_Assigned task:_
What is needed is an exact copy of all the entries below.

Region pointing data
───

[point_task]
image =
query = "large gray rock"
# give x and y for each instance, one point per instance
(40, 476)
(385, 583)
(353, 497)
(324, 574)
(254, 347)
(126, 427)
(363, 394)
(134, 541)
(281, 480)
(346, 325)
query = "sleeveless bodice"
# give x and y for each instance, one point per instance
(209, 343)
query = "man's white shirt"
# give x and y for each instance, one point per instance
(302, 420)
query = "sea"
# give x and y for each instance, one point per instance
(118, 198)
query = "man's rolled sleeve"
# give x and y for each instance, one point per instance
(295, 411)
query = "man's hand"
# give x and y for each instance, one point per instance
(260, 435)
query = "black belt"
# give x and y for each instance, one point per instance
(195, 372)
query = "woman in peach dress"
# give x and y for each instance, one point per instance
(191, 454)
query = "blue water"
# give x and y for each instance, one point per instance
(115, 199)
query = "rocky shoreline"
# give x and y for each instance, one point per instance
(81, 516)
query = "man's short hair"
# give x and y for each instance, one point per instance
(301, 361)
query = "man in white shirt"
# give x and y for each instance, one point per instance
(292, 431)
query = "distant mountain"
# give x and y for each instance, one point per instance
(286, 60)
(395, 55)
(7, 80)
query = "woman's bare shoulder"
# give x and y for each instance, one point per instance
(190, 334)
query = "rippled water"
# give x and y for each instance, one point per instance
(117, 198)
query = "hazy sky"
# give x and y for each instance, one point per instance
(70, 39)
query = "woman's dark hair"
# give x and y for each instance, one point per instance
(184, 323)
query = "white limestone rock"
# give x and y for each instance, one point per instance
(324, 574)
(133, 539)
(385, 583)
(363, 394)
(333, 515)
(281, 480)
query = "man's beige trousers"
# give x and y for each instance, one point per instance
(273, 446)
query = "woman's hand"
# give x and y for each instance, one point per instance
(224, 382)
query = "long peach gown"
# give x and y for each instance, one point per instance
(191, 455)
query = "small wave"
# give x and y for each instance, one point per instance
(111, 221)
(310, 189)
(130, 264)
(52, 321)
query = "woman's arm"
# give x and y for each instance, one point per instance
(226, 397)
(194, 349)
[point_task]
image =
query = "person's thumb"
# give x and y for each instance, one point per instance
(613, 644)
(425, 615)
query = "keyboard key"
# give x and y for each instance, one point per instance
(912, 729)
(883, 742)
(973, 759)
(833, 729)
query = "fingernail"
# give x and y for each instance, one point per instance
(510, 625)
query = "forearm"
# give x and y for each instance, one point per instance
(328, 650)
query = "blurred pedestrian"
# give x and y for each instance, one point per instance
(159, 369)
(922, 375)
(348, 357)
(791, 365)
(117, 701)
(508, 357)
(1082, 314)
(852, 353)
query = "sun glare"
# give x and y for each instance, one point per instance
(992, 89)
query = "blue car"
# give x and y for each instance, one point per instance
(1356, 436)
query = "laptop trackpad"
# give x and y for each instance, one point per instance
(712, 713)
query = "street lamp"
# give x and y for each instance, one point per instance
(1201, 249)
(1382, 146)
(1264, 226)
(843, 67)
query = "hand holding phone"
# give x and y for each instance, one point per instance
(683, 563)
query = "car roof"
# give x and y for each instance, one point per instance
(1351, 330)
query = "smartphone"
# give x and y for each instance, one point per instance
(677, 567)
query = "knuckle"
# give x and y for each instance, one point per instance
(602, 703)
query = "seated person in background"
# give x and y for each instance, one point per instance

───

_Problem solution:_
[point_task]
image =
query = "large gray rock"
# give x and y for each instance, one point per instance
(40, 476)
(385, 583)
(353, 497)
(324, 574)
(254, 347)
(126, 427)
(363, 394)
(134, 541)
(281, 480)
(346, 325)
query = "sleeveless bodice"
# give x and y for each instance, one point per instance
(209, 343)
query = "man's white shirt"
# give x and y for each instance, one point per instance
(302, 420)
query = "sea"
# give x and y for each instance, one point per instance
(118, 198)
query = "man's rolled sleeve"
# give x and y for each instance, one point per instance
(295, 411)
query = "man's hand"
# give x and y for each instance, one point per instance
(260, 435)
query = "black belt"
# give x and y for each instance, one point per instance
(195, 372)
query = "woman in peach dress"
# give x and y for each instance, one point per instance
(191, 454)
query = "blue water"
# give x and y for each instance, one point per instance
(115, 199)
query = "rocky shoreline"
# give x and y for each instance, one point per instance
(81, 516)
query = "man's short hair"
# give x and y for each instance, one point per instance
(301, 361)
query = "man in white shirt"
# give x and y for each instance, one point per instance
(292, 431)
query = "distant mountain"
# give x and y for each instance, one point per instance
(286, 60)
(395, 55)
(7, 80)
query = "woman's bare shoulder"
# give x and y for each instance, one point per instance
(190, 334)
query = "rippled water"
# give x and y for each instance, one point per instance
(117, 198)
query = "hazy sky"
# give x and y for each instance, one point per instance
(70, 39)
query = "woman's dark hair"
# give x and y for each instance, one point per instance
(184, 323)
query = "white limestone rock"
# give x and y for each instance, one point per instance
(324, 574)
(133, 539)
(385, 583)
(363, 394)
(333, 515)
(281, 480)
query = "man's beige trousers"
# give x and y for each instance, one point per instance
(273, 446)
query = "woman's hand"
# give x and y for each instance, one point per instance
(224, 382)
query = "long peach gown"
# give x and y for each instance, one point per instance
(191, 455)
query = "small wave"
# give x and y for each instance, one point per instance
(111, 221)
(310, 189)
(130, 264)
(52, 321)
query = "woman's arm"
# give x and y for each instance, one point per instance
(226, 397)
(194, 349)
[point_task]
image =
query = "person's thumb"
# give x and y for each instance, one point per instance
(613, 644)
(425, 615)
query = "keyboard key"
# give x and y for each instance, one point per instance
(912, 729)
(883, 742)
(973, 759)
(833, 729)
query = "fingernail"
# give x and y for each instance, one point per instance
(510, 625)
query = "forearm"
# give x and y for each instance, one point per instance
(328, 650)
query = "blurred pedestrian"
# give x and y for each instance, one point per instance
(159, 369)
(922, 375)
(348, 357)
(791, 365)
(117, 701)
(508, 357)
(1082, 314)
(852, 353)
query = "sun glare"
# give x and y for each instance, one point per instance
(992, 89)
query = "blue car"
# give x and y for each instance, one point per instance
(1356, 436)
query = "laptop trackpad"
# give x and y for each instance, one point per instance
(712, 713)
query = "street lamp"
# give x and y for each instance, one point per instance
(1201, 249)
(1382, 146)
(1264, 226)
(843, 67)
query = "hand holding phone"
# give x and y for each instance, one point per instance
(683, 563)
query = "car roof"
# give x and y for each instance, one point per instance
(1351, 330)
query = "smartphone"
# give x and y for each instance, one point per instance
(677, 567)
query = "knuckle"
# give x and y for each instance, one point per instance
(602, 703)
query = "seated person in background"
# give x and y for each instance, one point per instance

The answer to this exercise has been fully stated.